Requirements:
- a) In the grilling thread, take the part between "I'm sure I'll" and "a great night!", inclusive, and substitute "brisket" for "ribs".
- b) Rewrite the Extracted records listing as a two-column CSV with the columns request and points, one row for each request. Put each value in one quoted field and turn its line breaks into spaces.

Source passage:
━━━

# Chillin like a villain and grillin.



## AStateJB (Oct 13, 2011)

Broke in the new grill the future Mrs. and I got at the wedding shower tonight and shared some brew and a smoke with a good friend. Ignore the trashy neighbor's place in the background. :lol:


----------



## wacbzz (Aug 19, 2007)

Nice grill! Hopefully, some baby backs or other pork goodness (like a fattie) will help you break that new grill in.


----------



## bwhite220 (May 15, 2011)

...thanks for the invite!


----------



## smokin surfer (Jul 21, 2012)

Nice grill there! Ain't nothing better than this.. If my wife knew half the reason a smoker takes so much time is so we can finish the stogies!


----------



## Guest (Jul 22, 2012)

Looks fun man! What did you cook and what were you smoking?!


----------



## Mante (Dec 25, 2009)

Rubbish Josh, that's your house, we know the truth! LMAO. Just playing mate. Nice to see people posting pics up of a little life action. :whoo::clap2:


----------



## 36Bones (Aug 18, 2011)

Beer and grilling and friends. It doesn't get much better than that. We expect "grill in action" pictures in the future. :tongue:


----------



## AStateJB (Oct 13, 2011)

bwhite220 said:


> ...thanks for the invite!


I'm sure I'll be grilling again next weekend if you want to make the 4 hour drive for a burger... :lol:



Pale Horse said:


> Looks fun man! What did you cook and what were you smoking?!


We kept it simple last night and just grilled burgers. I'm thinking ribs and corn on the cob next weekend. Since it wasn't going to take very long to grill we kept the smokes basic too and burned a couple Indian Tabac maduro teepees. They've actually come around pretty well with 6 months rest.

All in all it was a great night!


----------



## Loki21 (Jul 19, 2012)

I love these grilling threads. Makes me wanna grill everyday off.


----------

━━━

(Extracted records)
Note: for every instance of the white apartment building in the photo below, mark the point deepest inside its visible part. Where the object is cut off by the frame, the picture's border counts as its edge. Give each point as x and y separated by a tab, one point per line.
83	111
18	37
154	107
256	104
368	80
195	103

━━━

Responses to the tasks:
- a)
I'm sure I'll be grilling again next weekend if you want to make the 4 hour drive for a burger... :lol:



Pale Horse said:


> Looks fun man! What did you cook and what were you smoking?!


We kept it simple last night and just grilled burgers. I'm thinking brisket and corn on the cob next weekend. Since it wasn't going to take very long to grill we kept the smokes basic too and burned a couple Indian Tabac maduro teepees. They've actually come around pretty well with 6 months rest.

All in all it was a great night!

- b)
request,points
"Note: for every instance of the white apartment building in the photo below, mark the point deepest inside its visible part. Where the object is cut off by the frame, the picture's border counts as its edge. Give each point as x and y separated by a tab, one point per line.","83	111 18	37 154	107 256	104 368	80 195	103"